**What to produce**: Continue the C++ forum answer about removing extra copies from t_app with std::forward, starting right after its last line.

**Source**:
-=-=-

There are copies with your current implementation: http://ideone.com/cAlorb I added a type with some log:

struct foo
{
foo() : _value(0) { std::cout << "default foo" << std::endl; }
foo(int value) : _value(value) { std::cout << "int foo" << std::endl; }
foo(const foo& other) : _value(other._value) { std::cout << "copy foo" << std::endl; }
foo(foo&& other) : _value(other._value) { std::cout << "move foo" << std::endl; }

int _value;
};

And also before/after your application:

std::cout << "Function created" << std::endl;
std::cout << t_app(foo1,t) << std::endl;
std::cout << "Function applied" << std::endl;

It gives:

Function created
copy foo
copy foo
7.2
Function applied

So then, to fix this adding forward is done like this:

template <typename R, typename Tp, typename ...FArgs> 
struct t_app_aux {
  template<int ...S>
  R static callFunc(std::function<R (FArgs...)> f, Tp&& t, seq<S...>) {
    return f(std::get<S>(std::forward<Tp>(t)) ...);
  }
};

template <typename R, typename Tp, typename ...FArgs>
R t_app(std::function<R (FArgs...)> f, Tp&& t)

-=-=-

**Supplied information**:

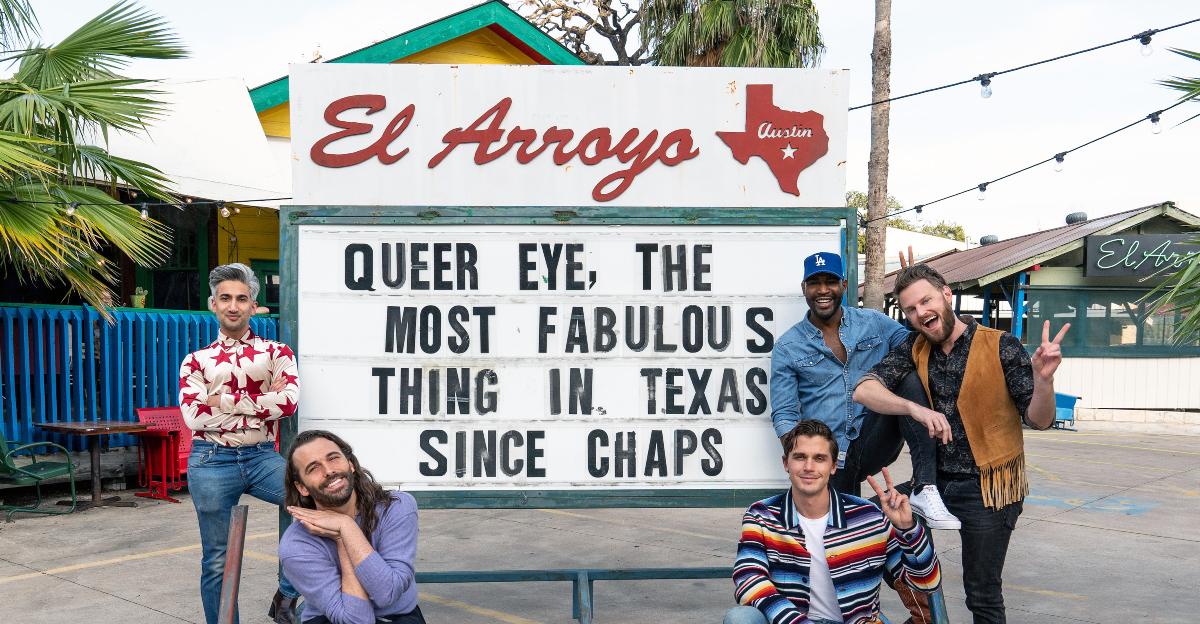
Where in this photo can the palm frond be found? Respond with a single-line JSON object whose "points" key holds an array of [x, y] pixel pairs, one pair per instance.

-=-=-

**Task response**:
{
 static_assert(std::tuple_size<typename std::remove_reference<Tp>::type>::value == sizeof...(FArgs), 
                "type error: t_app wrong arity");

  return t_app_aux<R, Tp, FArgs...>::callFunc(f, std::forward<Tp>(t), typename gens<sizeof...(FArgs)>::type());
}

As you can see it removes unwanted copies: http://ideone.com/S3wF6x

Function created
7.2
Function applied

The only problem was to handle the static_assert because std::tuple_size was called on a std::tuple<>& and it did not work. I used typename std::remove_reference<Tp>::type but maybe there is a clever and more universal way ?